[課題文] 以下の抜粋本文の見出しで、投資信託とETFを比べる観点として挙げられている項目をすべて書き出してください。

[抜粋本文]
#####
投資信託とETF、初心者にはどっちが良い?特徴やリスク、手数料で比較

資産の長期運用を計画している方の中には、投資信託とETFの違いについて疑問をお持ちの方も多いのではないでしょうか。ETFは上場投資信託とも呼ばれるため、投資が初めての方にとってはわかりにくい言葉です。

この記事では、投資信託とETFの基本的な違いと、長期運用を前提とした合理的な運用方法について解説しています。投資信託やETFについてもっと知りたい、という方はご確認ください。

※本記事は投資家への情報提供を目的としており、特定商品・ファンドへの投資を勧誘するものではございません。投資に関する決定は、利用者ご自身のご判断において行われますようお願い致します。
※価格表記は全て税込です。また信託報酬の表記は全て年率です。
#####
[データ内容]
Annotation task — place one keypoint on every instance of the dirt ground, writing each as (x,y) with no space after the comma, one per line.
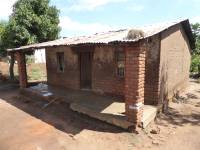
(25,125)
#####
[解答] 特徴、リスク、手数料